Begin Working data

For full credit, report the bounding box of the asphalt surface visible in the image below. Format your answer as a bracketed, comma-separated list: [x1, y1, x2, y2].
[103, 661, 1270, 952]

End Working data
Begin Working data

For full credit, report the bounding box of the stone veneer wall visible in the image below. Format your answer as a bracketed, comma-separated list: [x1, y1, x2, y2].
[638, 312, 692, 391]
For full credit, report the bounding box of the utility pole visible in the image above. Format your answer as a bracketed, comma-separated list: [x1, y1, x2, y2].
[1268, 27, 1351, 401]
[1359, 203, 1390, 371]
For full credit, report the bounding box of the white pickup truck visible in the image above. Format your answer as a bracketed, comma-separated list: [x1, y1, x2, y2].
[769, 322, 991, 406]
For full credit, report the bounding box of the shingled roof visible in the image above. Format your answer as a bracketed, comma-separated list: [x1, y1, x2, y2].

End Working data
Begin Working data

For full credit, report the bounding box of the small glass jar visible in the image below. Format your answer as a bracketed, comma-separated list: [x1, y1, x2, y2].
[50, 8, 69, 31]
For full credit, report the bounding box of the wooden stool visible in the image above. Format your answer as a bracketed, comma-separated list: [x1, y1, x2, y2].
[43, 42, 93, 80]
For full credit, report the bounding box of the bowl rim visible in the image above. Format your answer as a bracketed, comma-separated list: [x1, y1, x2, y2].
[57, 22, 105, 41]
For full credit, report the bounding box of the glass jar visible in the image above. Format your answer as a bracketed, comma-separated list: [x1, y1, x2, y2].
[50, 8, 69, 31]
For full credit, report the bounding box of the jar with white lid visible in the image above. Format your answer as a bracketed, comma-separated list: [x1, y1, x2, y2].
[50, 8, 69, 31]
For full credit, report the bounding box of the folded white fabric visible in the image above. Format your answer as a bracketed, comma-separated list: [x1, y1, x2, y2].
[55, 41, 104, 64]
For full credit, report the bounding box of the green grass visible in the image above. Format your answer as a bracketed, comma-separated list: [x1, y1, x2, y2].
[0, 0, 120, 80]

End Working data

**Brief**
Put the material into a numbered list, starting at the line that contains "For full credit, report the bounding box of the glass" and ending at the line that contains "[55, 41, 104, 64]", with both of those lines included and any blank lines left out.

**Task answer**
1. For full credit, report the bounding box of the glass jar visible in the image above. Format your answer as a bracketed, comma-separated list: [x1, y1, x2, y2].
2. [50, 8, 69, 31]
3. For full credit, report the bounding box of the jar with white lid visible in the image above. Format your answer as a bracketed, comma-separated list: [x1, y1, x2, y2].
4. [50, 8, 69, 31]
5. For full credit, report the bounding box of the folded white fabric visible in the image above. Format your answer as a bracketed, comma-separated list: [x1, y1, x2, y2].
6. [55, 41, 104, 64]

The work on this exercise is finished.